> _PROBLEM REQUIREMENTS_: Could you rewrite the lines below, replacing "placing one point on each" with "putting a single point on each" wherever it occurs and keeping everything else the same?

## BEGIN RECORDS PROVIDED

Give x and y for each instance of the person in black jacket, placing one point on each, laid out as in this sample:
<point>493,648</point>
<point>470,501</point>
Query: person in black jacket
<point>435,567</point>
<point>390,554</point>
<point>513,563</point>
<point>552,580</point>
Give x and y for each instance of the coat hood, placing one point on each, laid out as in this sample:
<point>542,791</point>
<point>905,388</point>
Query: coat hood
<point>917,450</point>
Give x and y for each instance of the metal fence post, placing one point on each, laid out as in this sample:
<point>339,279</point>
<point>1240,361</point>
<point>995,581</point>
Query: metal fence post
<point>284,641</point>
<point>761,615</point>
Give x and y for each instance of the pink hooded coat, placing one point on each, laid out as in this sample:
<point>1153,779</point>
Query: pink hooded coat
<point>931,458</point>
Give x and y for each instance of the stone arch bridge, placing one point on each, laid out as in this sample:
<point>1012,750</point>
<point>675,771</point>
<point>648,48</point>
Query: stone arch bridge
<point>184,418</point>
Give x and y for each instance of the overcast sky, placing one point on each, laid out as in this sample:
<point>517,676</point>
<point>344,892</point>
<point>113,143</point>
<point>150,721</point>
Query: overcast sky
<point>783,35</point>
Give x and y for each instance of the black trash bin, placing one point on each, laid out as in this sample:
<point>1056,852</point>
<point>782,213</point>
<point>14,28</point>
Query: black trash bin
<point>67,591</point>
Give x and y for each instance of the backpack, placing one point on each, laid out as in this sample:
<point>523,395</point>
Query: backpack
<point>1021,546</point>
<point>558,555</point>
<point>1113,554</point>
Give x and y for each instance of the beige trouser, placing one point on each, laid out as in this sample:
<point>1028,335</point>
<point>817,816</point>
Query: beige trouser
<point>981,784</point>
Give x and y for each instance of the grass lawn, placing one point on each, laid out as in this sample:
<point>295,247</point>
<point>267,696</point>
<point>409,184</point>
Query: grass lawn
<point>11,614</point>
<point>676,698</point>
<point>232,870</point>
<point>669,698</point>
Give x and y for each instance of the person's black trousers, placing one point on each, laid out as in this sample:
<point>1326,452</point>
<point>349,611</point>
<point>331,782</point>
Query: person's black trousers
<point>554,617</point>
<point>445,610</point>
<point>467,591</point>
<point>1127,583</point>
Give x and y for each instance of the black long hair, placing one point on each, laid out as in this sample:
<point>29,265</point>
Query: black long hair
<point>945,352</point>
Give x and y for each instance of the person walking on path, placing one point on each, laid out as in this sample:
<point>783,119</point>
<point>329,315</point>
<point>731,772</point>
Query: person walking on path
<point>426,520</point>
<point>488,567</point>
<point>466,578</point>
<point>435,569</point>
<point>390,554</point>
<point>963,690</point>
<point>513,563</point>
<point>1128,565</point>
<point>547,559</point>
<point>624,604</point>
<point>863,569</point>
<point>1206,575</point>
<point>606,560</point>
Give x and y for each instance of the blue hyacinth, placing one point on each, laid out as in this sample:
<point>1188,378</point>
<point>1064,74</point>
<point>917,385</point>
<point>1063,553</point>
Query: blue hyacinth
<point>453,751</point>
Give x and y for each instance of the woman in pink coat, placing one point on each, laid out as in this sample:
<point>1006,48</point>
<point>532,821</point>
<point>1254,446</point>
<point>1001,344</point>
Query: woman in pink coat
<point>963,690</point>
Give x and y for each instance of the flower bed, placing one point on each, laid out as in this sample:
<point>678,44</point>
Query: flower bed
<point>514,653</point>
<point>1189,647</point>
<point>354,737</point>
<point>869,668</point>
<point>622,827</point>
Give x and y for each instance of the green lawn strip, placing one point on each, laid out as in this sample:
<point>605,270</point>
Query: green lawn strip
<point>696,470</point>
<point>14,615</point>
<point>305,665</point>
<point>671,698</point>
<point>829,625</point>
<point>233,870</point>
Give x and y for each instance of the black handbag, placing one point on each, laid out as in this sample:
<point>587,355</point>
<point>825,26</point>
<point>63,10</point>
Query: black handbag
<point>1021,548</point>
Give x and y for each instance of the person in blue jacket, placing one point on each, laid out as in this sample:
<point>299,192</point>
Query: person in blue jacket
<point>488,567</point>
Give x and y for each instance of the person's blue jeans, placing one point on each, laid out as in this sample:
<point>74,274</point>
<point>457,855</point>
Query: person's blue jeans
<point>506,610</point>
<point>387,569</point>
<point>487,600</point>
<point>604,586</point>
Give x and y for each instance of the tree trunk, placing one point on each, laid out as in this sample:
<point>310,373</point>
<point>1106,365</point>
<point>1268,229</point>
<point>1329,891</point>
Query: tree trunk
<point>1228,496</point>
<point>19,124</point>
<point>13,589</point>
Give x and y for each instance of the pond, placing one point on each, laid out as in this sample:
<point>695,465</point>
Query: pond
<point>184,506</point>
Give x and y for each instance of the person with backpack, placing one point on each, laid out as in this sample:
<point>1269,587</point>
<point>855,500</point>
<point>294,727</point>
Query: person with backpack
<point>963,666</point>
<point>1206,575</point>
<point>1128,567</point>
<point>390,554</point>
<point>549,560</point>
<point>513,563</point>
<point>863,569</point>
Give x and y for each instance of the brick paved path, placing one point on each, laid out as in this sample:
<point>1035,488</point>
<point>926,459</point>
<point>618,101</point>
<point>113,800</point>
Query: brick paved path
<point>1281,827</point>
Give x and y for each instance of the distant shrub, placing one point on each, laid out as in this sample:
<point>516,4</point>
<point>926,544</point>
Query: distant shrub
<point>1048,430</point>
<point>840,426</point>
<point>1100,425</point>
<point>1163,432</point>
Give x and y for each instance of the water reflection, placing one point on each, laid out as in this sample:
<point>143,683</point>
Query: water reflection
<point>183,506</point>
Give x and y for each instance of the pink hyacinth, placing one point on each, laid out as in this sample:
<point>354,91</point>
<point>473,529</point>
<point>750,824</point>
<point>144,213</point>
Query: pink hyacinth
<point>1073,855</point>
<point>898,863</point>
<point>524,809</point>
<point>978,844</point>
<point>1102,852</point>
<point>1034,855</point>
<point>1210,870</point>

## END RECORDS PROVIDED

> _FULL ANSWER_:
Give x and y for each instance of the person in black jacket, putting a single point on each, laid out as in this sample:
<point>493,648</point>
<point>470,501</point>
Query: person in black jacket
<point>435,567</point>
<point>390,554</point>
<point>513,563</point>
<point>552,580</point>
Give x and y for each instance of the coat hood, putting a single point on each, laid out as in this sample:
<point>542,791</point>
<point>905,388</point>
Query: coat hood
<point>917,450</point>
Give x and y for each instance of the metal fence post, putting a single point on each, laid out as in this sample:
<point>339,279</point>
<point>1240,361</point>
<point>995,581</point>
Query: metal fence post
<point>284,641</point>
<point>761,615</point>
Give x and y for each instance of the pink hooded coat, putting a single point on each, laid out as in this sample:
<point>1153,779</point>
Query: pink hooded coat
<point>931,458</point>
Give x and y for each instance of the stone arch bridge, putting a single point on each, laid out as in this sample:
<point>1012,750</point>
<point>675,771</point>
<point>648,48</point>
Query: stone arch bridge
<point>184,418</point>
Give x and y for each instance of the overcast sky, putting a single point on each, laid out as in this sample:
<point>517,676</point>
<point>344,892</point>
<point>113,143</point>
<point>150,721</point>
Query: overcast sky
<point>783,35</point>
Give x and y for each instance of the black trash bin, putting a single point on each, laid out as in this sample:
<point>1056,852</point>
<point>782,213</point>
<point>14,28</point>
Query: black trash bin
<point>67,591</point>
Give x and y for each instance of the backpack, putting a single point on each, laid out as in this sample:
<point>523,395</point>
Query: backpack
<point>1021,546</point>
<point>558,555</point>
<point>1113,554</point>
Give x and y for each instance of the beige trouser, putting a single point on each, laid out as in this sample:
<point>1028,335</point>
<point>817,816</point>
Query: beige trouser
<point>981,784</point>
Give x and y for each instance of the grass lawn, putting a single point on each, laid out as in this sample:
<point>295,247</point>
<point>267,696</point>
<point>409,184</point>
Query: grass lawn
<point>11,614</point>
<point>676,698</point>
<point>232,870</point>
<point>669,698</point>
Give x and y for each instance of the person's black trousers, putting a single point on each, laid out as in this sample:
<point>1326,452</point>
<point>349,611</point>
<point>331,782</point>
Query: person's black trousers
<point>554,617</point>
<point>445,610</point>
<point>467,591</point>
<point>1127,583</point>
Give x and y for each instance of the black long hair, putting a single point on each, laid out as in this sample:
<point>29,265</point>
Query: black long hair
<point>945,352</point>
Give x and y for each instance of the person walking on path, putting a single point on each, laid out as in this sample:
<point>783,119</point>
<point>329,315</point>
<point>731,772</point>
Query: person walking on path
<point>426,520</point>
<point>488,567</point>
<point>466,578</point>
<point>435,569</point>
<point>390,554</point>
<point>963,690</point>
<point>513,563</point>
<point>1128,565</point>
<point>547,559</point>
<point>624,604</point>
<point>863,569</point>
<point>1206,575</point>
<point>606,560</point>
Give x and y for each instance of the blue hyacinth, putting a single point on each, laid out as in this sample:
<point>1188,378</point>
<point>1064,74</point>
<point>917,385</point>
<point>1063,553</point>
Query: blue hyacinth
<point>453,751</point>
Give x and y for each instance of the woman in pink coat, putting a single point on each, laid out as in this sample:
<point>1006,48</point>
<point>532,821</point>
<point>1254,446</point>
<point>1001,344</point>
Query: woman in pink coat
<point>963,690</point>
Give x and y for each instance of the flower bed, putting a single point on each, laid out as in this sample:
<point>678,44</point>
Query: flower bed
<point>514,653</point>
<point>1189,647</point>
<point>354,737</point>
<point>869,668</point>
<point>622,827</point>
Give x and y for each instance of the green lawn strip, putting a single point on each, laid out as in this sample:
<point>605,270</point>
Query: green lawn strip
<point>696,470</point>
<point>14,615</point>
<point>305,665</point>
<point>671,698</point>
<point>829,625</point>
<point>233,870</point>
Give x and y for each instance of the black handbag, putting a single point on each, laid out as in this sample:
<point>587,355</point>
<point>825,26</point>
<point>63,10</point>
Query: black handbag
<point>1021,548</point>
Give x and y for each instance of the person in blue jacket, putting a single point on each, laid out as in this sample:
<point>299,192</point>
Query: person in blue jacket
<point>488,567</point>
Give x and y for each instance of the person's blue jeans, putting a single point on each, laid out as in this sample:
<point>74,274</point>
<point>457,855</point>
Query: person's blue jeans
<point>506,610</point>
<point>387,569</point>
<point>487,600</point>
<point>604,586</point>
Give x and y for each instance of the tree trunk, putting a single point on each, laid out as in this sample:
<point>310,373</point>
<point>1106,365</point>
<point>1268,229</point>
<point>1329,891</point>
Query: tree trunk
<point>1228,496</point>
<point>19,124</point>
<point>13,589</point>
Give x and y for each instance of the pond, putting a single point on each, laid out as in this sample:
<point>695,465</point>
Query: pond
<point>184,506</point>
Give x and y for each instance of the person with backpack, putting a single point on each, laid out as in this sample:
<point>1269,587</point>
<point>855,500</point>
<point>294,727</point>
Query: person with backpack
<point>963,666</point>
<point>1206,575</point>
<point>1128,567</point>
<point>390,554</point>
<point>549,560</point>
<point>513,563</point>
<point>863,569</point>
Give x and y for each instance of the brick paved path, putting a single point on each, laid out as in this sample:
<point>1035,488</point>
<point>926,459</point>
<point>618,101</point>
<point>113,800</point>
Query: brick paved path
<point>1281,827</point>
Give x and y for each instance of the distant shrub, putting a single point on each, laid out as in this sample:
<point>516,4</point>
<point>926,544</point>
Query: distant shrub
<point>1048,430</point>
<point>840,426</point>
<point>1100,425</point>
<point>1163,432</point>
Give x and y for each instance of the water reflection, putting a single point on each, laid out as in this sample:
<point>143,683</point>
Query: water reflection
<point>183,506</point>
Give x and y for each instance of the pink hyacinth, putting a single point on each, laid out as in this sample:
<point>354,91</point>
<point>473,529</point>
<point>750,824</point>
<point>144,213</point>
Query: pink hyacinth
<point>1073,855</point>
<point>898,863</point>
<point>524,809</point>
<point>978,844</point>
<point>1102,852</point>
<point>1034,855</point>
<point>1210,870</point>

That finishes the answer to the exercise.